Referring expression pointing data:

____________________

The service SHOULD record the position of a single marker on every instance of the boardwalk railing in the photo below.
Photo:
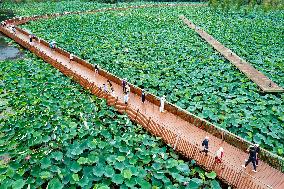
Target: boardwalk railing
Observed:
(233, 175)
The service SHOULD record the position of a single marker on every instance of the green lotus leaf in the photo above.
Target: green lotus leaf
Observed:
(57, 155)
(55, 184)
(211, 175)
(127, 174)
(75, 167)
(98, 170)
(75, 177)
(215, 185)
(18, 184)
(117, 179)
(109, 171)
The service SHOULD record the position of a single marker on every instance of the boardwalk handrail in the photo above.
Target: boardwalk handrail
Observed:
(265, 155)
(155, 129)
(201, 123)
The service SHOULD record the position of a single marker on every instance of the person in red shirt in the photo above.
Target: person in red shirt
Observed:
(219, 155)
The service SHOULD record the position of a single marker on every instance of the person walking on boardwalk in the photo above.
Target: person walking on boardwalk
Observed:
(31, 36)
(109, 85)
(257, 150)
(127, 88)
(143, 96)
(162, 103)
(52, 45)
(3, 23)
(71, 58)
(219, 155)
(126, 98)
(13, 28)
(124, 83)
(252, 158)
(205, 145)
(96, 69)
(105, 88)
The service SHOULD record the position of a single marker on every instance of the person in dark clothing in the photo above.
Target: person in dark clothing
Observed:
(205, 144)
(143, 96)
(96, 69)
(124, 83)
(252, 158)
(257, 150)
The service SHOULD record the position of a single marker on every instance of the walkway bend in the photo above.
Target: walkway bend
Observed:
(264, 83)
(180, 129)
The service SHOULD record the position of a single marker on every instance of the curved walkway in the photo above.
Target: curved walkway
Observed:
(184, 136)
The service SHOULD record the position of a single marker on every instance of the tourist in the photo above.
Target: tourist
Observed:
(71, 58)
(105, 88)
(124, 83)
(52, 45)
(162, 101)
(31, 36)
(219, 155)
(126, 97)
(252, 158)
(205, 144)
(112, 92)
(143, 96)
(3, 23)
(109, 85)
(257, 150)
(96, 69)
(13, 28)
(127, 88)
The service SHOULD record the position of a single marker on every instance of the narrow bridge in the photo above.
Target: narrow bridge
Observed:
(178, 128)
(263, 82)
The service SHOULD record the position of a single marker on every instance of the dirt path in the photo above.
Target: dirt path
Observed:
(265, 84)
(189, 134)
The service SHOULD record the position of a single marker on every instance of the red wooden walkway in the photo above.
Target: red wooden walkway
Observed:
(265, 84)
(174, 130)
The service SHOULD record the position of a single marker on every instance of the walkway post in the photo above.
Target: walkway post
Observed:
(136, 115)
(177, 138)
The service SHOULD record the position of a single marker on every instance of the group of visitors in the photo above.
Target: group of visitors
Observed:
(253, 151)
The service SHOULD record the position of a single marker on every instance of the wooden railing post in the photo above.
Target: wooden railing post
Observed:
(177, 139)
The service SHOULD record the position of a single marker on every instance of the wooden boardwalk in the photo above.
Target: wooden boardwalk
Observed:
(264, 83)
(183, 135)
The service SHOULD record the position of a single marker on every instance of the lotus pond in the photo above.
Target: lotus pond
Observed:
(54, 133)
(155, 50)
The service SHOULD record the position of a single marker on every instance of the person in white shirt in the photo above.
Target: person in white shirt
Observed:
(126, 98)
(162, 105)
(71, 58)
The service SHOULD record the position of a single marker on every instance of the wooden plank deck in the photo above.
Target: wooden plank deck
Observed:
(167, 125)
(264, 83)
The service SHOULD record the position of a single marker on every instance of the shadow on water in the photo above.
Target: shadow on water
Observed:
(6, 51)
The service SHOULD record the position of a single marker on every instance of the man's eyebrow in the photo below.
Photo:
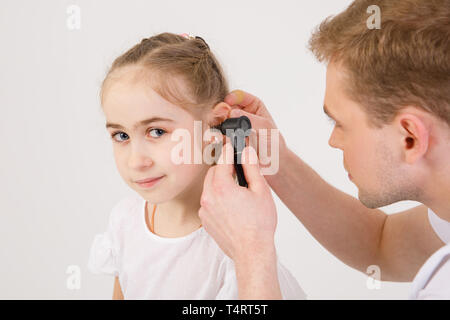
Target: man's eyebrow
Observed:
(140, 123)
(325, 109)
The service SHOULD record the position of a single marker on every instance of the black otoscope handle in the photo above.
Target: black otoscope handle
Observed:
(237, 129)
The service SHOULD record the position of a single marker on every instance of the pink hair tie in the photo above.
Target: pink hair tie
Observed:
(187, 36)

____________________

### WHAT THE TASK REQUIRES
In the data above, please extract the lines from the first one through the line with "Target: person walking on boardwalk", exactly, and keep pictures out.

### SOLUTION
The service SHOULD record the position of a single marker on every instance of the boardwalk railing in the photo below.
Photo:
Target: boardwalk railing
Observed:
(233, 175)
The service SHOULD record the position of a single marker on every instance of the green lotus leaf in the photo above.
Target: green lotus leaf
Observed:
(57, 155)
(55, 184)
(211, 175)
(127, 174)
(75, 167)
(98, 170)
(75, 177)
(215, 185)
(18, 184)
(117, 179)
(109, 171)
The service SHOULD record the position of a single marker on every instance of the boardwalk handrail in the photo above.
Target: boardwalk handrail
Observed:
(265, 155)
(155, 129)
(201, 123)
The service SHOULD record the position of a single marker on every instance of the person in red shirt in the photo above.
Target: person in red shirt
Observed:
(219, 155)
The service SHOULD record the position of a single marker on every instance of the person walking on boardwalk in the photo above.
Target: person walking on boardwalk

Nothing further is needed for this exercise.